- Text to read -

Too many nodes and edges in family finding

fantastycrane commented 6 years ago

Hi @Magdoll , One family finding command from generated batch commands in my project could not get through in a rather long time (roughly two days). It stuck at process_kmer_to_graph phase and took about 100G memory. Output information shows that graph in this cluster contains 49018 nodes and 79611730 edges , while corresponding numbers in other clusters are much smaller. Is this normal?

Magdoll commented 6 years ago

Hi @fantastycrane , Did you run run_preCluster.py? It is possible this is an unusually abundant gene, or minimap2 is too happy to pick up low similarity hits.

If the issue persists, I will come up with a way to resolve it.

--Liz

fantastycrane commented 6 years ago

Hi @Magdoll ,

I did run run_preCluster.py, and preCluster.output.csv shows that 49643 sequences (67505 in total) were clustered into the same cluster. This number dropped to 27155 after I upgraded Cupcake. Still, it is too large for process_kmer_to_graph.

- Given exercise A -
Using the thread, answer these:
(i) How much memory did the stuck family finding command take?
(ii) Which script did Magdoll ask whether fantastycrane had run?
(iii) After the upgrade of Cupcake, how many sequences fell into the same cluster?

- Supplied data -
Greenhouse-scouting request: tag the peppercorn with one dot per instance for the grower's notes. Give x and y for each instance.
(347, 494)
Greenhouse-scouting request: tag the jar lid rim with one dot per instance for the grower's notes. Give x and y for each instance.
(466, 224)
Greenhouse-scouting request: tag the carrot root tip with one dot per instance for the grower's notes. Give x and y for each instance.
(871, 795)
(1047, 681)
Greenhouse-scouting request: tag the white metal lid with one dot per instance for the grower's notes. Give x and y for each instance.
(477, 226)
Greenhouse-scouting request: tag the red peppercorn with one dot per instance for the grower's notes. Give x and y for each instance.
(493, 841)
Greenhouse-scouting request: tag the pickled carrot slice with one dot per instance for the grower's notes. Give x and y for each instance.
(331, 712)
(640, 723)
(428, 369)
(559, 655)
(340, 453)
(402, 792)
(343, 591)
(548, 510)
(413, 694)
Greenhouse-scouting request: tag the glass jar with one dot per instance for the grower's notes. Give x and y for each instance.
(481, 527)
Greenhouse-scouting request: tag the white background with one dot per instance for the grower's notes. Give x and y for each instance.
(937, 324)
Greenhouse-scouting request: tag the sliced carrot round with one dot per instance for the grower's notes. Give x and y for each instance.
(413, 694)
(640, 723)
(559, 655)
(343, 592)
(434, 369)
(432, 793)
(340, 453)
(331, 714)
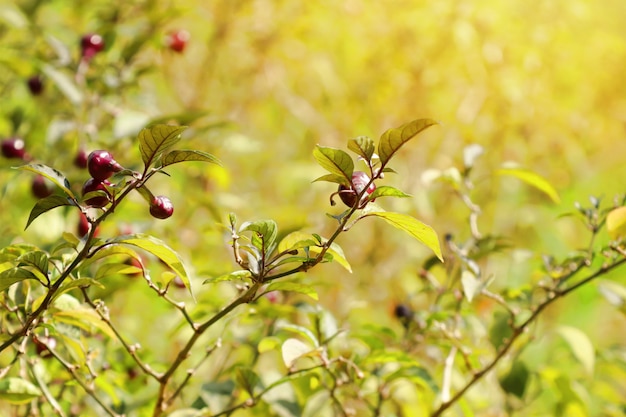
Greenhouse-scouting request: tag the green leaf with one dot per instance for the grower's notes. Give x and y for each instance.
(394, 138)
(516, 380)
(266, 229)
(47, 204)
(157, 139)
(616, 222)
(52, 174)
(294, 287)
(159, 249)
(335, 161)
(388, 191)
(177, 156)
(533, 179)
(362, 146)
(581, 346)
(412, 226)
(13, 275)
(18, 390)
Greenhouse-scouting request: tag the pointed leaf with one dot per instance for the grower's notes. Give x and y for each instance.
(394, 138)
(52, 174)
(412, 226)
(17, 390)
(362, 146)
(177, 156)
(533, 179)
(616, 222)
(47, 204)
(387, 191)
(335, 161)
(157, 139)
(159, 249)
(293, 287)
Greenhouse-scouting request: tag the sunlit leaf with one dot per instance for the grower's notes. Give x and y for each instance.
(47, 204)
(52, 174)
(388, 191)
(292, 349)
(17, 390)
(581, 346)
(159, 249)
(394, 138)
(616, 222)
(157, 139)
(177, 156)
(412, 226)
(362, 146)
(294, 287)
(533, 179)
(335, 161)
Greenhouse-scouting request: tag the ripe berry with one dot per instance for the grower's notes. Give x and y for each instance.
(80, 160)
(93, 184)
(35, 84)
(359, 181)
(161, 207)
(13, 148)
(40, 187)
(178, 40)
(90, 45)
(101, 165)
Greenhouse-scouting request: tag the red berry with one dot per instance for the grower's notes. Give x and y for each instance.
(93, 184)
(101, 165)
(178, 40)
(161, 207)
(80, 160)
(13, 148)
(35, 84)
(40, 187)
(90, 45)
(359, 182)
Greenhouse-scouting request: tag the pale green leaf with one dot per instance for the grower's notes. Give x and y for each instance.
(17, 390)
(394, 138)
(335, 161)
(412, 226)
(533, 179)
(157, 139)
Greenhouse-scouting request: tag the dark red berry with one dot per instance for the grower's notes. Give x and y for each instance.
(178, 40)
(359, 181)
(161, 207)
(97, 201)
(35, 85)
(13, 148)
(90, 45)
(101, 165)
(40, 187)
(80, 159)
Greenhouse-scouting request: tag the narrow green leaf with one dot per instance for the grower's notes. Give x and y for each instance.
(335, 161)
(177, 156)
(581, 346)
(388, 191)
(362, 146)
(47, 204)
(533, 179)
(157, 139)
(52, 174)
(412, 226)
(616, 222)
(159, 249)
(294, 287)
(18, 390)
(13, 275)
(394, 138)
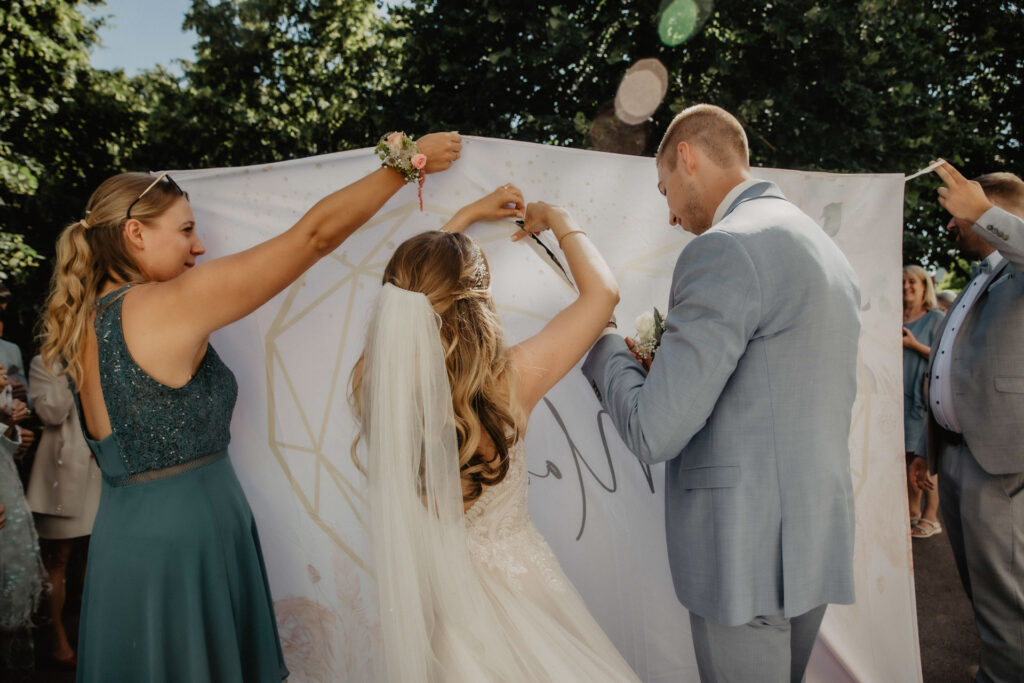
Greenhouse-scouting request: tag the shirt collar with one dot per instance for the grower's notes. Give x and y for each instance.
(731, 197)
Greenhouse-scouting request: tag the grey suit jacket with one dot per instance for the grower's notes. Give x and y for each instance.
(988, 358)
(750, 400)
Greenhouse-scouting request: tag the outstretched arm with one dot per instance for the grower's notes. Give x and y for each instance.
(966, 200)
(714, 311)
(219, 292)
(547, 356)
(506, 202)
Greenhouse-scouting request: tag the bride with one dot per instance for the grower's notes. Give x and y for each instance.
(468, 589)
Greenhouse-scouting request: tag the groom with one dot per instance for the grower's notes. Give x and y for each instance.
(749, 401)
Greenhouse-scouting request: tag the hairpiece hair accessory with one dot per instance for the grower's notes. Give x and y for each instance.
(399, 152)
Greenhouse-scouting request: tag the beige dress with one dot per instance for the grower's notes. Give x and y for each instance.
(64, 487)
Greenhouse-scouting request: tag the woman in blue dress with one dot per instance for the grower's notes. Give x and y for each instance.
(922, 319)
(176, 588)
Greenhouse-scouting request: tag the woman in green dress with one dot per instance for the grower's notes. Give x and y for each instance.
(176, 588)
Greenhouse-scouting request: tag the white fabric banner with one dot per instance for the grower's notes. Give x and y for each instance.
(600, 510)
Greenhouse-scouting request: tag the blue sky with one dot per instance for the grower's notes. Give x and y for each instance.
(141, 34)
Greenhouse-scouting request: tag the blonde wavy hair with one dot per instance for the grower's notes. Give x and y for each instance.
(452, 270)
(89, 252)
(922, 275)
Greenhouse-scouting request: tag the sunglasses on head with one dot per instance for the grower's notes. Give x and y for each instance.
(160, 177)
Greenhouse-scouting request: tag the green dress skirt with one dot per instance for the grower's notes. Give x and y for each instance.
(175, 589)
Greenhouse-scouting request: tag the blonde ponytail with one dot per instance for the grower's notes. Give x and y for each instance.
(73, 291)
(89, 252)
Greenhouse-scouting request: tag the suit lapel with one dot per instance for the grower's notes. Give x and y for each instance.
(765, 188)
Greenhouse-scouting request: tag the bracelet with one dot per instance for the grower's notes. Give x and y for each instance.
(399, 152)
(567, 235)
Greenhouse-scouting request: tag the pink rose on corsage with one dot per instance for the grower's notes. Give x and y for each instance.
(394, 141)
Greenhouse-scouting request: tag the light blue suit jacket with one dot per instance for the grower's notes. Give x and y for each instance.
(750, 401)
(988, 358)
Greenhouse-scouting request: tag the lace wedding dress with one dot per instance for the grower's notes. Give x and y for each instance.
(543, 616)
(465, 596)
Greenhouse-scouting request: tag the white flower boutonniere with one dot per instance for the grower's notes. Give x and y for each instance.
(650, 327)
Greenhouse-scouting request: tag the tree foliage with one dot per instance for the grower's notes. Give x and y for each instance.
(271, 80)
(840, 85)
(849, 86)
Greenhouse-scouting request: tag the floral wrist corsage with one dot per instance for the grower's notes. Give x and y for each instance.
(399, 152)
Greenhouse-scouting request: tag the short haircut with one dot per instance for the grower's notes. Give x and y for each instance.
(718, 133)
(1007, 187)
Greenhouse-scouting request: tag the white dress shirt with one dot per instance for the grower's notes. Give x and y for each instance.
(941, 389)
(731, 197)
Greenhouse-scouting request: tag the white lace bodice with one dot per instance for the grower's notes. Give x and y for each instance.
(501, 535)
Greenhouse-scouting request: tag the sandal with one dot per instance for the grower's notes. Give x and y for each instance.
(919, 530)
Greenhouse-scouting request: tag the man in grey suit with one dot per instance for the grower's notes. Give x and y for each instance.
(749, 401)
(975, 435)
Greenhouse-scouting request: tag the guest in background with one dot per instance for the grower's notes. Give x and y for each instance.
(177, 589)
(10, 353)
(20, 570)
(975, 427)
(64, 492)
(922, 319)
(945, 299)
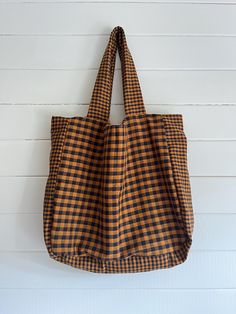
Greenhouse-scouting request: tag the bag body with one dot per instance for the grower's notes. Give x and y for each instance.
(118, 197)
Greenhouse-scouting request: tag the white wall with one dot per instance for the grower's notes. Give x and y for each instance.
(185, 53)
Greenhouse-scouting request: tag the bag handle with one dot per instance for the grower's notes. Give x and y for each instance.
(99, 107)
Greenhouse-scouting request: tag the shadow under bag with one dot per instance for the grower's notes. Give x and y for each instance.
(118, 197)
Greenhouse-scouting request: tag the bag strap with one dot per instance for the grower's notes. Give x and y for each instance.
(99, 107)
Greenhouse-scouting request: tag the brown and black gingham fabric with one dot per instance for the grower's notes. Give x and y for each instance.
(118, 197)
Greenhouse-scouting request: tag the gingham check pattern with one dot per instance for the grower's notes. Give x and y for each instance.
(118, 197)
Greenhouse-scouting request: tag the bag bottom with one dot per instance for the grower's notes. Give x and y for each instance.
(131, 264)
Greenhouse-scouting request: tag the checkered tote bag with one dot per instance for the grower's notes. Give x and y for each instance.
(118, 197)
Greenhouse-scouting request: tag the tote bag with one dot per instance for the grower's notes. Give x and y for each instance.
(118, 197)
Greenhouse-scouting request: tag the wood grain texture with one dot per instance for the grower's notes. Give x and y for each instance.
(25, 194)
(159, 87)
(34, 121)
(118, 301)
(38, 271)
(85, 52)
(24, 232)
(31, 158)
(163, 18)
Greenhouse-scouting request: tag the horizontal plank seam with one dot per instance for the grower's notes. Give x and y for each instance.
(192, 2)
(118, 69)
(119, 104)
(121, 289)
(97, 34)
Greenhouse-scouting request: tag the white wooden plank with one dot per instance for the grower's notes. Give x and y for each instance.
(132, 1)
(34, 121)
(31, 158)
(27, 18)
(214, 194)
(124, 301)
(37, 270)
(210, 194)
(85, 52)
(159, 87)
(25, 232)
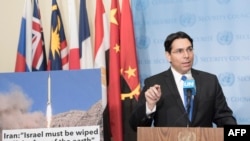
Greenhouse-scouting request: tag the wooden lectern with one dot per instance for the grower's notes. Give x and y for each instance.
(179, 134)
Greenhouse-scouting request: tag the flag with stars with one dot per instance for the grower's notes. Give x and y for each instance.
(58, 51)
(130, 82)
(114, 85)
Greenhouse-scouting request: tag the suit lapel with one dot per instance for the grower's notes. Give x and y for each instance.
(197, 79)
(174, 90)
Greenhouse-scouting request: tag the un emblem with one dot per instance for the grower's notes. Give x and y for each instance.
(187, 20)
(225, 37)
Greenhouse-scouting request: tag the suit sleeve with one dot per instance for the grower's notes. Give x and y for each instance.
(223, 113)
(139, 117)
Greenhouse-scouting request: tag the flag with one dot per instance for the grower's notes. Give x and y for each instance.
(58, 51)
(23, 59)
(101, 45)
(130, 84)
(74, 59)
(114, 86)
(39, 60)
(85, 45)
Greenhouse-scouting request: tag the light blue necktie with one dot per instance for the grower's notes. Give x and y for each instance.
(184, 78)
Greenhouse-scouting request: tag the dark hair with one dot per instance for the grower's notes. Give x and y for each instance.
(169, 40)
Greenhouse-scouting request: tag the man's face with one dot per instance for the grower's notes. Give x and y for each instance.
(181, 56)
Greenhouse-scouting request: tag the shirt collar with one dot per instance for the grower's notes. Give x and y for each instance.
(177, 75)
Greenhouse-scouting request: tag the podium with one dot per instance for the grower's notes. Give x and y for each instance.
(179, 134)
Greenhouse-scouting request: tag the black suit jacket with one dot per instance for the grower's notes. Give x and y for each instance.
(210, 105)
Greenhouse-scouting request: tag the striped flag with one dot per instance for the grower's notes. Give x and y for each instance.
(58, 51)
(114, 86)
(130, 83)
(74, 59)
(39, 60)
(24, 50)
(85, 45)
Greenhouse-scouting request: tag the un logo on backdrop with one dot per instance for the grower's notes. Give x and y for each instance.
(187, 20)
(226, 79)
(140, 4)
(225, 37)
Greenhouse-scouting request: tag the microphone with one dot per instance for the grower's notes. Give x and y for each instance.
(189, 91)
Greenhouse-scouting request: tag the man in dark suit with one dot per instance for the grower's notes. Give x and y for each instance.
(162, 100)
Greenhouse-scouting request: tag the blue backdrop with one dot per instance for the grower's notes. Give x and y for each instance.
(220, 29)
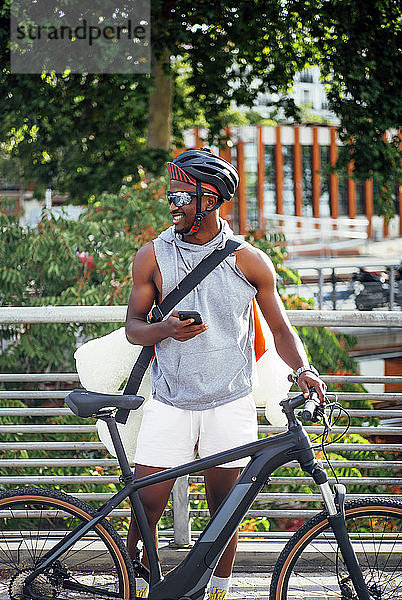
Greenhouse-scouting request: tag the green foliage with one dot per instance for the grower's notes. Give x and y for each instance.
(42, 266)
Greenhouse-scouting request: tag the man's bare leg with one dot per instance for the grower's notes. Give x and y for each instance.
(154, 499)
(218, 483)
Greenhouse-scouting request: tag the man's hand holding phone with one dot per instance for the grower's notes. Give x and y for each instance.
(184, 325)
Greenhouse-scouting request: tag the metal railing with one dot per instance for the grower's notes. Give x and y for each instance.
(280, 503)
(322, 234)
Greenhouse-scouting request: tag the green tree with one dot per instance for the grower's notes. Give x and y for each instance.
(81, 131)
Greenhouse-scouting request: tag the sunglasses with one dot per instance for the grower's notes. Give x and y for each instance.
(182, 198)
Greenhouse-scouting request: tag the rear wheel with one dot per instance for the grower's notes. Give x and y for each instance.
(311, 566)
(32, 522)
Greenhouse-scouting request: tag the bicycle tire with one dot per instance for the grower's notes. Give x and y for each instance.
(31, 520)
(311, 565)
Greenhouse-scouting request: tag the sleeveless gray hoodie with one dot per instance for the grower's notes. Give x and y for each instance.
(218, 365)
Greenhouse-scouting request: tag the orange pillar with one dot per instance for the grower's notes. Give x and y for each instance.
(351, 192)
(333, 177)
(225, 152)
(315, 167)
(298, 174)
(400, 208)
(278, 171)
(368, 200)
(242, 188)
(198, 141)
(260, 177)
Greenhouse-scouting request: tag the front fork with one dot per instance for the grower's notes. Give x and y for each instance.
(335, 505)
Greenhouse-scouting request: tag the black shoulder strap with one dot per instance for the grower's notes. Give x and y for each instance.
(187, 284)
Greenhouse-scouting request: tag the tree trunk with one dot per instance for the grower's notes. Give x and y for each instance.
(160, 105)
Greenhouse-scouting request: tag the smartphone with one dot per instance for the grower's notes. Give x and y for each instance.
(190, 314)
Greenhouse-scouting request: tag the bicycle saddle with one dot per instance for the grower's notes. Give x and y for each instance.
(86, 404)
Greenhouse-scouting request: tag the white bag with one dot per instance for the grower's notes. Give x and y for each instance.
(273, 385)
(102, 366)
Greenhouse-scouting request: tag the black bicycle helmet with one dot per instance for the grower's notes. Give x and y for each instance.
(207, 167)
(201, 166)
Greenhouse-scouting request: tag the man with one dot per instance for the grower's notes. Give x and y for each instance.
(202, 375)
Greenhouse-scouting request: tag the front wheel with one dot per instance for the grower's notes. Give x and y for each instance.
(32, 522)
(311, 565)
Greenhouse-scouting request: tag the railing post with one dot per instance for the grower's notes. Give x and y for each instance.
(391, 287)
(181, 513)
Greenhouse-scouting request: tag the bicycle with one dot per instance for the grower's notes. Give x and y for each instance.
(45, 534)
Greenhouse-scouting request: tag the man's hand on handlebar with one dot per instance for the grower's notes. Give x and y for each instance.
(307, 380)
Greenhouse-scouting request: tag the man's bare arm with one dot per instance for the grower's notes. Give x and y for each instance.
(260, 271)
(143, 295)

- Given exercise B -
Rewrite the records starting at the first one and ending at the line that contains "(1047, 681)", with "grower's notes" changed to "scouting log" and nothing else altered.

- Exercise answer A -
(i) About 100G.
(ii) run_preCluster.py.
(iii) 27155.

- Exercise answer B -
Greenhouse-scouting request: tag the peppercorn with one dot per instance for the scouting log. Give x and y for each instance.
(347, 494)
Greenhouse-scouting request: tag the jar lid rim with one dot per instance for the scouting log. Give x and y for each instance.
(466, 224)
Greenhouse-scouting request: tag the carrot root tip with one dot per instance for the scouting log. Give x and y for each instance.
(871, 795)
(1047, 681)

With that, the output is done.